(Natural language region descriptions)
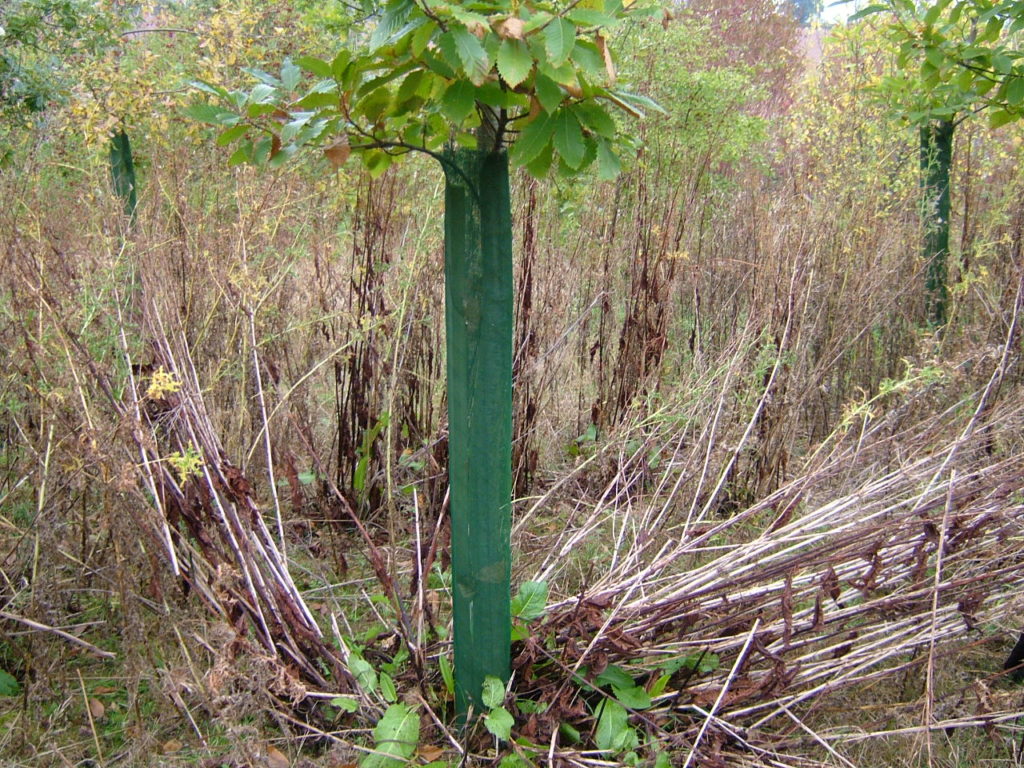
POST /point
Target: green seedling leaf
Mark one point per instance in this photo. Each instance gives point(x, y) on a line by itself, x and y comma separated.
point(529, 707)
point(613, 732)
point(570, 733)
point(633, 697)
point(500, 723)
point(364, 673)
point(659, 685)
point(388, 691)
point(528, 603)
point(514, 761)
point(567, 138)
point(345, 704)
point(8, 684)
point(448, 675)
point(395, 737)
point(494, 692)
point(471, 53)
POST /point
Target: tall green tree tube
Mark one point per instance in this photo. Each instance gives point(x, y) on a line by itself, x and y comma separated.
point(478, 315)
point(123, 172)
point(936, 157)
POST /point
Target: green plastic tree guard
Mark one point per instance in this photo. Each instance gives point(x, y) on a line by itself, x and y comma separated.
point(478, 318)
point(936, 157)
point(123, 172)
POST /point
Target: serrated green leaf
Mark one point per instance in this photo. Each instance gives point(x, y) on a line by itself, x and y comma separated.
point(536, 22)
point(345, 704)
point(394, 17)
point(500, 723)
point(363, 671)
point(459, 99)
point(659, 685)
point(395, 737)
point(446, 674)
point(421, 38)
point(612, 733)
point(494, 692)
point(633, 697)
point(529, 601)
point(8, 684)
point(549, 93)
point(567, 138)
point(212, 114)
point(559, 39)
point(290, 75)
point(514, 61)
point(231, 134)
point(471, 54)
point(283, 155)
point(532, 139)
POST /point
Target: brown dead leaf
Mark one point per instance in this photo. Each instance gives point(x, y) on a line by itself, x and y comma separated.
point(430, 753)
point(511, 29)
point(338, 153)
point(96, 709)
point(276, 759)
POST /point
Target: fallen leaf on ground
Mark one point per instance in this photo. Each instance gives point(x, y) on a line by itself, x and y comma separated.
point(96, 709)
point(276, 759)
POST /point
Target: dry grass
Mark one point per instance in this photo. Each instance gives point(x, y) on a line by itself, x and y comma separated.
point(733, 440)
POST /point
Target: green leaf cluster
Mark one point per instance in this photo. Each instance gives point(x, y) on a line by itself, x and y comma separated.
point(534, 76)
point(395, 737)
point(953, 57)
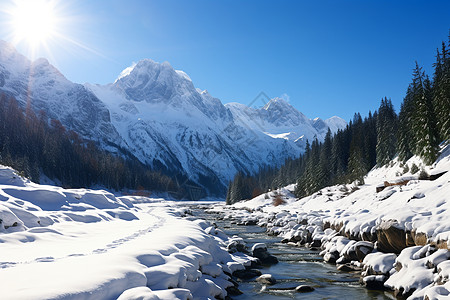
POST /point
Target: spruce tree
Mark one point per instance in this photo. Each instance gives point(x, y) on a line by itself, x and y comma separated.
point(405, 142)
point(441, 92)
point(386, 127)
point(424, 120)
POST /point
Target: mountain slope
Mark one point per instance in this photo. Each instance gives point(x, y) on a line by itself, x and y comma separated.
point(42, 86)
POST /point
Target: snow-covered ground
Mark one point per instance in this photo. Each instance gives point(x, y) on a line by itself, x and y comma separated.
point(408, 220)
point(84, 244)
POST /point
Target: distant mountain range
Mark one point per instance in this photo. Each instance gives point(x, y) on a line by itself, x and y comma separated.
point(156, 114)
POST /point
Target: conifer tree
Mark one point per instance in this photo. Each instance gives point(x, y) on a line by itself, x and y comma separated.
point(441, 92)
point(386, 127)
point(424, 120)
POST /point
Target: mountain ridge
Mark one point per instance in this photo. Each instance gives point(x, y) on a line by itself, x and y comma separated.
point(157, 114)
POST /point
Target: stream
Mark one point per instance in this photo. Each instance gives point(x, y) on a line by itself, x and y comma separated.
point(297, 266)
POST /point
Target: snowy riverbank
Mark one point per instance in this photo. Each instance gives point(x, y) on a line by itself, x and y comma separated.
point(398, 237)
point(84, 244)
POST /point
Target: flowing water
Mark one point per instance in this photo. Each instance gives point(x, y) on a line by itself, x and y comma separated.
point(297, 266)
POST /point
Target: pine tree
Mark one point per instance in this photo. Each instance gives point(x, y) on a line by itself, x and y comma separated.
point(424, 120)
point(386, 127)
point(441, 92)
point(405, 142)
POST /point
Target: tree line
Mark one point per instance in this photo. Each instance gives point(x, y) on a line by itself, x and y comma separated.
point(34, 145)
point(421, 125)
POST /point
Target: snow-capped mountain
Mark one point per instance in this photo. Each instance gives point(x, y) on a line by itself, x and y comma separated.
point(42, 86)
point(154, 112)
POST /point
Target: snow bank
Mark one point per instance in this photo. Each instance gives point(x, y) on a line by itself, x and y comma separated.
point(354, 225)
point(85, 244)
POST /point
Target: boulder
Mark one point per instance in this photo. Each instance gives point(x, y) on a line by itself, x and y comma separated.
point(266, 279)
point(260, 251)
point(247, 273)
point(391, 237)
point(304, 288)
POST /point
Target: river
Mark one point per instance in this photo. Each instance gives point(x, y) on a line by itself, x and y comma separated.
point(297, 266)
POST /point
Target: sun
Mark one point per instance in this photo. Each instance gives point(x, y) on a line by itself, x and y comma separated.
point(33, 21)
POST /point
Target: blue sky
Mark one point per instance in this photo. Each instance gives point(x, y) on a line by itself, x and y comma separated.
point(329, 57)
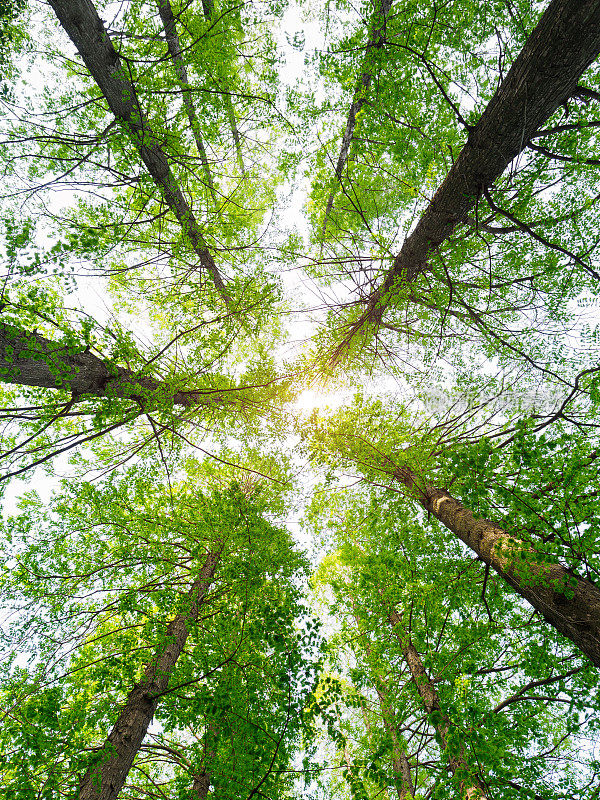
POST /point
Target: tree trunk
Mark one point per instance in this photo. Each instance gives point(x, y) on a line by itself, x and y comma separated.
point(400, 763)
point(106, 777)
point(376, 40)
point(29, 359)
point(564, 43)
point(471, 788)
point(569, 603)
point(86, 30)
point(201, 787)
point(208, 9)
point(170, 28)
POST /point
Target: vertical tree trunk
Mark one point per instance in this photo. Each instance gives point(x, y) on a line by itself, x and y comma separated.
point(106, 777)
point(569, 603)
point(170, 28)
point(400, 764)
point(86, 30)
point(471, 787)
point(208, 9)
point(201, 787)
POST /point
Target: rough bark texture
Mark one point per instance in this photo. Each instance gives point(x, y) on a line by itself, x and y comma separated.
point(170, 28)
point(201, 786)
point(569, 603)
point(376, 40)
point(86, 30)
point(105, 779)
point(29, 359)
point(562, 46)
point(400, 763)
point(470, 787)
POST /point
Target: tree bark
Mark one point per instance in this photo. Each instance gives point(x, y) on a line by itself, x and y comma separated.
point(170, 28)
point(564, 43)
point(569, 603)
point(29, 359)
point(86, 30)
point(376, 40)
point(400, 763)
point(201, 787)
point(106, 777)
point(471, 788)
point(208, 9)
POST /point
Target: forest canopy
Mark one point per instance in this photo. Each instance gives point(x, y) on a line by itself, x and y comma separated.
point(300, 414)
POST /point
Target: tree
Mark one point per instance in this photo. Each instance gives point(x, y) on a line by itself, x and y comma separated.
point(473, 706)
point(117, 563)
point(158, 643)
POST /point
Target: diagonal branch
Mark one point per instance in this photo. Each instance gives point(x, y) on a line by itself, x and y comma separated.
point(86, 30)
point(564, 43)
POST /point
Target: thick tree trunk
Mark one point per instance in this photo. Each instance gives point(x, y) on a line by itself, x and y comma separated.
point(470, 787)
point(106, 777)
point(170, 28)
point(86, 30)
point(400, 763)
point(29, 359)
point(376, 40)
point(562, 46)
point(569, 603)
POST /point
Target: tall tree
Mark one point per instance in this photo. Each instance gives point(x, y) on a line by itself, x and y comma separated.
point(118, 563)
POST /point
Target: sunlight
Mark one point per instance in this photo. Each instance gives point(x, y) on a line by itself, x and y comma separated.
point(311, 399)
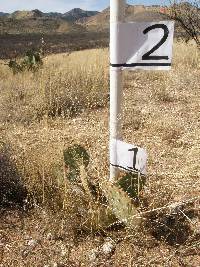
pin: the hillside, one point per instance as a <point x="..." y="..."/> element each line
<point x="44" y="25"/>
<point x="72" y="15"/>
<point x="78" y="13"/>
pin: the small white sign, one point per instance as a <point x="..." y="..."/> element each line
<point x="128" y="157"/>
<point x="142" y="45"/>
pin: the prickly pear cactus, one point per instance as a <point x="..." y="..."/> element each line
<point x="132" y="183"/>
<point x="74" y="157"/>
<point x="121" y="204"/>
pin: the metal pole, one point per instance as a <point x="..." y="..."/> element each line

● GOAL OF THE EXERCISE: From the entries above, list each line with "bark" in it.

● ANSWER BOX:
Target: rough bark texture
Target: tree bark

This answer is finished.